• **To do**:
Take every line from the data that has the word "peak" in it.
--------------------------------------------------
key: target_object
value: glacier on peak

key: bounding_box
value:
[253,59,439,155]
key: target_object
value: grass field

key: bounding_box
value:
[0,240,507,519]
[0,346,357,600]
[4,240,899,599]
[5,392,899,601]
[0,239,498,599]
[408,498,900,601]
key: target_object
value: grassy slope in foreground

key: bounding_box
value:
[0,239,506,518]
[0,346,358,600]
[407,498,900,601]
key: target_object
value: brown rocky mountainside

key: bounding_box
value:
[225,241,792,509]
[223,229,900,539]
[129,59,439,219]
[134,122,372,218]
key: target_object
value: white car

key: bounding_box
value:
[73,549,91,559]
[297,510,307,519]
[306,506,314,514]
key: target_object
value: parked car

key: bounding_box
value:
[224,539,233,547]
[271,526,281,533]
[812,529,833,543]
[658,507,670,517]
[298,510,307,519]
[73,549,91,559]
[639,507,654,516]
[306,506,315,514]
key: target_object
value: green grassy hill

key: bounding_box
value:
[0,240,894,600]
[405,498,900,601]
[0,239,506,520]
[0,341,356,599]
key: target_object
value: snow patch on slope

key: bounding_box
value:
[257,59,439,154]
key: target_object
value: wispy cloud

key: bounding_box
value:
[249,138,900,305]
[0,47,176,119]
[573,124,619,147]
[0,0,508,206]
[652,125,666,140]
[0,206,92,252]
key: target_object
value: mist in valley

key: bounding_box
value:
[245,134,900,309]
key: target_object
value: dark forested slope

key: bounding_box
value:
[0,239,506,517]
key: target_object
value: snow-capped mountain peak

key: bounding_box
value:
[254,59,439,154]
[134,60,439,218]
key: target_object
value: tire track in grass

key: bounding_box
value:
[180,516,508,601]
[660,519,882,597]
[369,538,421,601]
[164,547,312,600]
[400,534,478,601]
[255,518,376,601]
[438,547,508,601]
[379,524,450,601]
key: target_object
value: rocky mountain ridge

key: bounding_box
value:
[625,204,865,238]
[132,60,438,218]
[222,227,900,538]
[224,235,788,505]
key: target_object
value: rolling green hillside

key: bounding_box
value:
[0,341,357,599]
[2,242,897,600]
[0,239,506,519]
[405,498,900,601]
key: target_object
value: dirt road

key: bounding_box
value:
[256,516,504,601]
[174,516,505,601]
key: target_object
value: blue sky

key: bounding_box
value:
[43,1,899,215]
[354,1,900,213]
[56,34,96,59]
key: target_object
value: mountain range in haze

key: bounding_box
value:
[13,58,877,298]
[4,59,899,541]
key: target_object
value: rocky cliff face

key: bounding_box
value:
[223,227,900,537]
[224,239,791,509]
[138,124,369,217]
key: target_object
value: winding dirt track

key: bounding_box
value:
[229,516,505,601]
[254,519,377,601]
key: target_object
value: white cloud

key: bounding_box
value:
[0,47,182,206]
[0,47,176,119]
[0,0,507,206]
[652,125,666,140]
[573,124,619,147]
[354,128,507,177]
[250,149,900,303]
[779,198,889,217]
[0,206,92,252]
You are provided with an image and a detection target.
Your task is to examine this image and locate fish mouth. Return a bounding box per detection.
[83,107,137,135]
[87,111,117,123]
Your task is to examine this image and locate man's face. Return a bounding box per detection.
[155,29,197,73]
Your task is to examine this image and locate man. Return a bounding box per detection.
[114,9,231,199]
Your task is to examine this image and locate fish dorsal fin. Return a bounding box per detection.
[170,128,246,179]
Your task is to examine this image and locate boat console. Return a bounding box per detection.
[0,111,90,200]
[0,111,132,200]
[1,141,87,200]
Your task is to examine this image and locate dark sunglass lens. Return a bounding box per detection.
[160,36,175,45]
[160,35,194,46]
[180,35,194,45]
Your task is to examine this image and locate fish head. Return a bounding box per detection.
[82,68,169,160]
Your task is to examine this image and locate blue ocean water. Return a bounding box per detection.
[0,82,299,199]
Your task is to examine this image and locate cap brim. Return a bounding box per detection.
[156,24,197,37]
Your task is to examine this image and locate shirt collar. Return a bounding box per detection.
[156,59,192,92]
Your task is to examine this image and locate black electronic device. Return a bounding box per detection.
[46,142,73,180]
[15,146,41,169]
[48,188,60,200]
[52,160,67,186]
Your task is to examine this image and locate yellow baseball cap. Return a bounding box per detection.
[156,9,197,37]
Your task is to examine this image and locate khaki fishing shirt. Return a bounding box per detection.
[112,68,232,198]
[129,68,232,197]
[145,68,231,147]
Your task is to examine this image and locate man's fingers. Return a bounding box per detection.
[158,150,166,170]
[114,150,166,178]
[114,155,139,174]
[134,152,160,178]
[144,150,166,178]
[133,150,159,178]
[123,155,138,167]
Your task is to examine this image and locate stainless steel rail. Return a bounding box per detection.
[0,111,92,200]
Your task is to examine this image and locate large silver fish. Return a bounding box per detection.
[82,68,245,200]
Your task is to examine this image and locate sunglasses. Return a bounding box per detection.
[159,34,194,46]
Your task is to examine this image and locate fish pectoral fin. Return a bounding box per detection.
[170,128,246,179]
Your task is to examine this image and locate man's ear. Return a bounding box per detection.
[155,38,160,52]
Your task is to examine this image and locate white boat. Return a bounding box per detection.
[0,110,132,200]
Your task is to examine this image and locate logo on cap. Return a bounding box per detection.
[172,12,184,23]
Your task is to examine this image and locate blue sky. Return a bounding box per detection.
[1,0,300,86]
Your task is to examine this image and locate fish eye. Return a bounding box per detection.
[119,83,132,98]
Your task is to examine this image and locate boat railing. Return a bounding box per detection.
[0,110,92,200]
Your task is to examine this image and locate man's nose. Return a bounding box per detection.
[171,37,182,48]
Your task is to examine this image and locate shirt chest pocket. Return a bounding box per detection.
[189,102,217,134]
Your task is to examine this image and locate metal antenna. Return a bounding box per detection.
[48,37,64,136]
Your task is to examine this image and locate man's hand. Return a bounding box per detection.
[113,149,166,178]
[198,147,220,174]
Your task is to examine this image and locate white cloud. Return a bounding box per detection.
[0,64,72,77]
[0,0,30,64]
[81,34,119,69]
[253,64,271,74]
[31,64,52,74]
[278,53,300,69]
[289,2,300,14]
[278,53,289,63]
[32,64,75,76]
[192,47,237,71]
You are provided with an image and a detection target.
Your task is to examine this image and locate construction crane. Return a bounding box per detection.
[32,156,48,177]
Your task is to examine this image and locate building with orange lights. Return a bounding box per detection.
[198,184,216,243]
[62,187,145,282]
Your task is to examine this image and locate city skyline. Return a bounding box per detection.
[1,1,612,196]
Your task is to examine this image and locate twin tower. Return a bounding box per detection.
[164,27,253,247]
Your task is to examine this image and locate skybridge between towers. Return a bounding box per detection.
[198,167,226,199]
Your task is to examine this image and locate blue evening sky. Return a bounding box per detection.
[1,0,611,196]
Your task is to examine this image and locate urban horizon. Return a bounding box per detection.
--------------------------------------------------
• **Answer box**:
value: glacier on peak
value: snow-capped mountain peak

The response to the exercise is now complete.